_Set task_.
Copy the data below exactly, omitting any picture it contains.
----- Material to process
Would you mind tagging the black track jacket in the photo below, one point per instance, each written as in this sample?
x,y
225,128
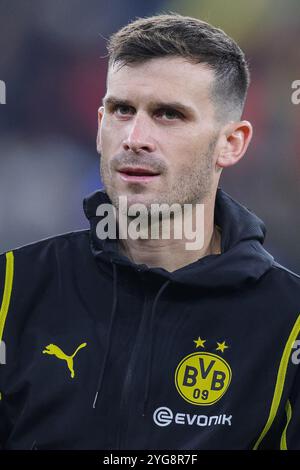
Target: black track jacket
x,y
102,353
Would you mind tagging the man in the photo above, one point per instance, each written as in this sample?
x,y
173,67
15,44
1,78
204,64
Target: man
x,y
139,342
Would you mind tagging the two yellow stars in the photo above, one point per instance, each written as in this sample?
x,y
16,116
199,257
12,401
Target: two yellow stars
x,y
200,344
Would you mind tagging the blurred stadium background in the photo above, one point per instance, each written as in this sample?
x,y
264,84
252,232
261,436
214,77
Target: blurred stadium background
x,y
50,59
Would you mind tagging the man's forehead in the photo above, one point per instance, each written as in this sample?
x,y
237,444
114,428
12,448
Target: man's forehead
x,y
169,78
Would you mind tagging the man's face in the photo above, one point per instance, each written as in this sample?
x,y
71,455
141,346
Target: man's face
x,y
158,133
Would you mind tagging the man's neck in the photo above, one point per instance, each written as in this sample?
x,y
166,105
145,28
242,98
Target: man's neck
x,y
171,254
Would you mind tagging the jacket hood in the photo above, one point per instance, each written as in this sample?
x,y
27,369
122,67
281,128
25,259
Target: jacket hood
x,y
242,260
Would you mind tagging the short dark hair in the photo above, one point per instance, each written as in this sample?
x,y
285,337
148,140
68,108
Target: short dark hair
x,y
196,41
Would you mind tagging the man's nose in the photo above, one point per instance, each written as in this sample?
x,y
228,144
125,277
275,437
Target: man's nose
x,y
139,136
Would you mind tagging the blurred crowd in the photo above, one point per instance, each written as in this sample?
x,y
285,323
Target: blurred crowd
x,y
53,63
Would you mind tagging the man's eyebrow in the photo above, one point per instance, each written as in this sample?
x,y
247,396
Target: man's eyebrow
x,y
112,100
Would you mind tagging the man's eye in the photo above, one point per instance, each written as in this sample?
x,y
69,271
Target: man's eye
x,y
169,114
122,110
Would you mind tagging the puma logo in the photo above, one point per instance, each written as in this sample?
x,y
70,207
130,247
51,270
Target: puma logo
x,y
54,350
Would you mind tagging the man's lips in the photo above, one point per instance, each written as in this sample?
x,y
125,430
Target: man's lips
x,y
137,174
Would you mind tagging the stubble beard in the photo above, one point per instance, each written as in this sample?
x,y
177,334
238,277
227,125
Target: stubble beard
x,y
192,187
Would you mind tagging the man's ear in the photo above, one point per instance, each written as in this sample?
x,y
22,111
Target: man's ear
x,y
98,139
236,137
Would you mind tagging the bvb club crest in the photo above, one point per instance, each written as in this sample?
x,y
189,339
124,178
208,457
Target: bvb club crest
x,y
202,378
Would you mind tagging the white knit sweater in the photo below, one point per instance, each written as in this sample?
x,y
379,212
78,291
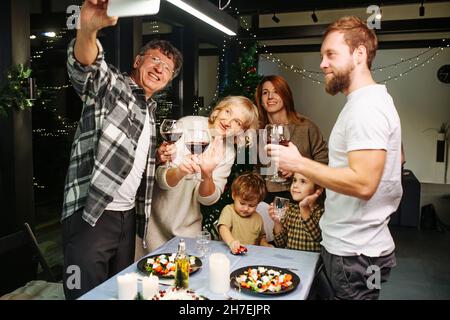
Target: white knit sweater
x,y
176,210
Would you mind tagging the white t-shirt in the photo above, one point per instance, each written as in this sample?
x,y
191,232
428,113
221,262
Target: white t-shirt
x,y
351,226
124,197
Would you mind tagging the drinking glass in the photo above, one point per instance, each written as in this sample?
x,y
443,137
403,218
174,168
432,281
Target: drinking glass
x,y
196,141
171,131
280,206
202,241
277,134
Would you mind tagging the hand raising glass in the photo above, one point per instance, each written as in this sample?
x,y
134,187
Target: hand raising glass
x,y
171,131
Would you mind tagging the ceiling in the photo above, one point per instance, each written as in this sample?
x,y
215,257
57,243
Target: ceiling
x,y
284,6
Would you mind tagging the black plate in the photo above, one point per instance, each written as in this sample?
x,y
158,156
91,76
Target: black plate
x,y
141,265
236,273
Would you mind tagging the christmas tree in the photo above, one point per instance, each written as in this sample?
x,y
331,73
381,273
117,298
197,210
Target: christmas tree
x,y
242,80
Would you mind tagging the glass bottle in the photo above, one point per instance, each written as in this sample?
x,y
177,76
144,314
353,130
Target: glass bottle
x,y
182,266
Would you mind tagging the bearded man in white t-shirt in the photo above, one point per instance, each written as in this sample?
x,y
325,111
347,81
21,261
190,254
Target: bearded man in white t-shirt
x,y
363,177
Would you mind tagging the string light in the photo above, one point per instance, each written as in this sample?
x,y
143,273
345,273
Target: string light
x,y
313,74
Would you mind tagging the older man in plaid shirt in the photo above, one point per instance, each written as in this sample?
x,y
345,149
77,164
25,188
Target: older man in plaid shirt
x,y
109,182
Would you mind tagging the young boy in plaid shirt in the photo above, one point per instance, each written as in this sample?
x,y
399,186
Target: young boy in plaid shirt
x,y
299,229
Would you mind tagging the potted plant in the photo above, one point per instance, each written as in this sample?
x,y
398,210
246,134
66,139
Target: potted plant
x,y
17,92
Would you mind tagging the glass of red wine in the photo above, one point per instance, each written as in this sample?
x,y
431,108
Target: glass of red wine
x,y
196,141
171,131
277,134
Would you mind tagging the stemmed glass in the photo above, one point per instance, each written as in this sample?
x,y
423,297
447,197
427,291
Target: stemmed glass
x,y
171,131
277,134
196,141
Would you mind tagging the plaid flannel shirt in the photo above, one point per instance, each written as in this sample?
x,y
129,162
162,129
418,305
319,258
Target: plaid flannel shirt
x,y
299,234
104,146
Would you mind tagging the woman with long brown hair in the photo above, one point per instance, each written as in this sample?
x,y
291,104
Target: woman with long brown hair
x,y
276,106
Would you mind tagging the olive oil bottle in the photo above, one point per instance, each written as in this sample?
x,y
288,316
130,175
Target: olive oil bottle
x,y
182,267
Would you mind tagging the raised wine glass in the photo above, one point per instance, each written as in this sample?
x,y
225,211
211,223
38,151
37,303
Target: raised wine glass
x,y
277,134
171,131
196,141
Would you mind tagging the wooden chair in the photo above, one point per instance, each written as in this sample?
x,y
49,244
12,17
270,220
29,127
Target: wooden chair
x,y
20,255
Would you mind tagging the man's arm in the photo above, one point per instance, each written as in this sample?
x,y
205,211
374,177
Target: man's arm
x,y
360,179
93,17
----------
_Written solution_.
Would you mind tagging the black track jacket in the photo below, one point per instance, each written as in this sample?
x,y
225,128
Target: black track jacket
x,y
102,353
Would you mind tagging the man in the photo above, one point per instance, each written as in this sample?
x,y
173,67
15,44
1,78
204,64
Target: man
x,y
139,342
Would you mind tagging the two yellow stars in the photo above, one point per instance, each written as in this sample?
x,y
16,116
199,257
12,401
Target: two yellow stars
x,y
200,344
Would you mind tagging the blurred stadium background in the photo above, one point per instance, each written as in this sample?
x,y
264,84
252,232
261,436
214,77
Target: blurred stadium background
x,y
50,59
Would you mind tagging the man's forehead in the photo above, one point per instance, each written as in this sample?
x,y
237,444
114,428
12,448
Target: man's forehead
x,y
169,78
Would you mind tagging the man's face in the photo above, one point per instance, each written as in this sample?
x,y
71,455
141,346
Target: man's face
x,y
158,133
Would you mind tagging the man's neck in the photo above, one point per instance, each written as in this sample?
x,y
166,105
145,28
242,98
Target: man's neck
x,y
171,254
Would you mind tagging the jacket hood in the photo above, one point per instance, each written as in this sample?
x,y
27,369
122,67
281,128
25,259
Target: jacket hood
x,y
242,260
Would you mind tagging the short dark hair in the photo above, one point per instance, each written as in this sample?
x,y
285,337
148,140
68,108
Target: short dark hair
x,y
196,41
Would you mind tagging the man's nose in the photo above, one point per instance, each written as in this sample?
x,y
228,144
125,277
275,437
Target: man's nose
x,y
139,136
Would you mind tagging the blurred crowd in the photo above, one point per instance, each written as in this sample?
x,y
285,323
Target: blurred crowd
x,y
53,63
Would you mind tagging the man's eyebrow in the photo above, one point per instance, each written as in this sample?
x,y
247,396
Target: man's eyebrow
x,y
112,100
Would you mind tagging the man's eye in the photo above, one point per instance, each written as in this sample?
x,y
69,271
Target: man's eye
x,y
169,114
122,110
Would you mind tagging the puma logo in the photo above, one point per instance, each written as in this sample?
x,y
70,207
130,247
51,270
Target: puma logo
x,y
54,350
Would you mind tagging the man's lips in the photo above, one point per instance, each written as in this sample?
x,y
125,430
Target: man's lips
x,y
137,174
Would you mind tagging the stubble beard in the photo above, one point per instance, each written as in this sample?
x,y
177,334
238,277
227,125
Target: stubble beard
x,y
192,187
Would you mind tagging the man's ear in the photo above, one point per instance, each written as in this sample?
x,y
22,111
Target: man's ear
x,y
98,139
236,137
Would you mind tagging the bvb club crest in the photo above, one point per instance, each written as in this sample?
x,y
189,339
124,178
208,457
Target: bvb club crest
x,y
202,378
Would you mind tagging the white knit sweater in the photo below, one point per instance, each written as in this sample?
x,y
379,212
78,291
Target: white knit sweater
x,y
176,210
Would you mind tagging the white t-shirt in the photo above, one point per instance, each written as in this sample?
x,y
191,232
428,113
221,262
Target: white t-shirt
x,y
351,226
124,197
Would you mind tagging the drinking glass in the photo above, one point per instance, each written as in this sample?
x,y
443,137
403,218
174,168
432,281
Target: drinking glass
x,y
196,141
171,131
280,206
202,241
277,134
Would you mind tagging the hand raising glass in the photo above, one point per instance, each written as in this sample?
x,y
134,187
Target: hand raising glass
x,y
171,131
Would you mind tagging the ceiling in the photo above, one point per instance, each written as in this sample?
x,y
215,257
57,243
Target: ceiling
x,y
284,6
Would you mind tagging the black plate in the photo above, one point per instance, each written as in this sample?
x,y
158,156
91,76
Target: black plate
x,y
141,265
236,273
Would you mind tagging the christmas tree in the photo above, one point per instance, each written as in this sample?
x,y
331,73
381,273
117,298
197,210
Target: christmas tree
x,y
242,80
Would you mind tagging the glass bottle in the photo above, one point per instance, each written as in this sample?
x,y
177,76
144,314
353,130
Target: glass bottle
x,y
182,266
Would you mind tagging the bearded man in white t-shirt in the photo above, one point per instance, each written as in this sample?
x,y
325,111
347,81
21,261
190,254
Target: bearded man in white t-shirt
x,y
363,177
Would you mind tagging the string light in the photo above, one point per instance, each written as in this sample?
x,y
143,273
345,273
Target: string light
x,y
313,74
Would you mind tagging the older man in plaid shirt in the photo above, one point per instance, each written as in this sample?
x,y
345,149
77,164
25,188
Target: older man in plaid shirt
x,y
109,182
Would you mind tagging the young boy in plaid shirt in the photo above, one point per instance, each written as in this sample?
x,y
399,186
Target: young boy in plaid shirt
x,y
299,229
Would you mind tagging the potted plant in the photo above, one point per instance, each written as in this sample?
x,y
398,210
246,134
66,139
Target: potted plant
x,y
17,92
Would you mind tagging the glass of red wine in the photo above, one point per instance, each written as in this sample?
x,y
431,108
Target: glass of red wine
x,y
196,141
171,131
277,134
Would you mind tagging the stemmed glass in the photo above, one point per instance, each written as in this sample?
x,y
423,297
447,197
427,291
Target: stemmed glass
x,y
171,131
277,134
196,141
Would you mind tagging the plaid flannel shirt in the photo above, one point per instance, each written as in this sample?
x,y
129,162
162,129
418,305
319,258
Target: plaid flannel shirt
x,y
299,234
104,146
Would you mind tagging the woman with long brown hair in the photo above, one point per instance, each written as in this sample?
x,y
291,104
Target: woman with long brown hair
x,y
276,106
Would you mind tagging the olive oil bottle in the photo above, one point per instance, each written as in this sample?
x,y
288,316
130,175
Target: olive oil bottle
x,y
182,267
Would you mind tagging the raised wine glass in the photo above, one point per instance, each written as in this sample?
x,y
225,211
211,223
38,151
37,303
Target: raised wine glass
x,y
277,134
171,131
196,141
Would you mind tagging the wooden chair in the photo above, one point per instance, each written as in this sample?
x,y
49,244
12,17
270,220
29,127
Target: wooden chair
x,y
20,255
Would you mind tagging the man's arm in the photo above, one point per instance, each written as in this sample?
x,y
205,211
374,177
Target: man's arm
x,y
360,179
93,17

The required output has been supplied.